## Given task
Write out each of the records below word for word, without changing anything.

** begin Task input **

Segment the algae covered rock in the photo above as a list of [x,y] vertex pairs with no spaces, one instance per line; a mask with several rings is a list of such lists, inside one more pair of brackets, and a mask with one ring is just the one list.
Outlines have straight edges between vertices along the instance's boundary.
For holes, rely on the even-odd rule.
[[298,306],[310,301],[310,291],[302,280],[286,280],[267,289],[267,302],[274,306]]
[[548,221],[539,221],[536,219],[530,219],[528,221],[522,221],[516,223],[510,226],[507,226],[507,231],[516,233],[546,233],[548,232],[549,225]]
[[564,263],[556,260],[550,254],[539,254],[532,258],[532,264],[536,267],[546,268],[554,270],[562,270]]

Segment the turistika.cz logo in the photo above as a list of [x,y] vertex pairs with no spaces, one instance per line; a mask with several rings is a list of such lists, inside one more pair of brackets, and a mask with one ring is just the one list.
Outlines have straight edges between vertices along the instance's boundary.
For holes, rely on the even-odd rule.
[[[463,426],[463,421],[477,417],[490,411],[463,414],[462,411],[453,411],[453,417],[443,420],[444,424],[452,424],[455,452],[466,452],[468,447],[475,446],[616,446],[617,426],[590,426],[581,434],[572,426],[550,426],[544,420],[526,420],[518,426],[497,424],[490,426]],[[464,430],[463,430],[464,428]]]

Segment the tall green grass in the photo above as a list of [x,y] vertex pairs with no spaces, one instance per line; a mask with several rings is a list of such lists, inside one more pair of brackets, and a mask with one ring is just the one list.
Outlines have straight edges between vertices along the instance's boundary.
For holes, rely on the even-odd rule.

** end Task input **

## Written response
Segment the algae covered rock in the photo above as a list of [x,y] vertex pairs with no spaces, one instance per line; a mask with several rings is a list of such lists, inside one more pair of brackets, and a mask with one ring is just the one list.
Outlines have straight edges between vertices along the instance's boundary.
For holes, rely on the even-odd rule.
[[298,306],[310,301],[310,291],[302,280],[286,280],[267,289],[267,302],[274,306]]
[[548,221],[539,221],[536,219],[530,219],[528,221],[522,221],[516,223],[510,226],[507,226],[507,231],[516,233],[546,233],[548,232],[549,225]]
[[564,263],[556,260],[550,254],[539,254],[532,258],[532,264],[536,267],[546,268],[554,270],[562,270]]

Segment the turistika.cz logo in the photo above as a list of [x,y] vertex pairs with no spaces, one instance per line; a mask with several rings is a list of such lists, inside one more pair of brackets, and a mask with one ring is just the one list.
Outlines have straight edges between vertices along the instance's boundary.
For holes, rely on the even-odd rule.
[[[463,426],[463,421],[477,417],[490,411],[463,414],[462,411],[453,411],[453,417],[443,420],[444,424],[452,424],[455,452],[466,452],[468,447],[475,446],[616,446],[617,426],[590,426],[581,434],[572,426],[550,426],[544,420],[526,420],[518,426],[497,424],[490,426]],[[464,430],[463,430],[464,428]]]

Segment the tall green grass in the photo above as a list of [x,y] vertex pairs with no spaces, one instance per line; a mask with several rings is a list of such lists, inside one more pair of brackets, and a mask with one ring is just the one list.
Outlines have straight edges between vertices along the instance's boundary.
For holes, rely on the even-odd rule.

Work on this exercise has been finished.